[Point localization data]
[Start of section]

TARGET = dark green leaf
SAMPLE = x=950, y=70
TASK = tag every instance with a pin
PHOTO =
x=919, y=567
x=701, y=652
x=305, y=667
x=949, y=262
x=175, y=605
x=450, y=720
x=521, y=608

[End of section]

◆ Required work: Retype every record above exactly as it appears.

◆ Solution for this problem:
TARGET = dark green leaf
SAMPLE = x=950, y=70
TASK = tag every instance with a pin
PHOTO =
x=919, y=567
x=701, y=652
x=305, y=667
x=949, y=262
x=175, y=605
x=450, y=720
x=521, y=608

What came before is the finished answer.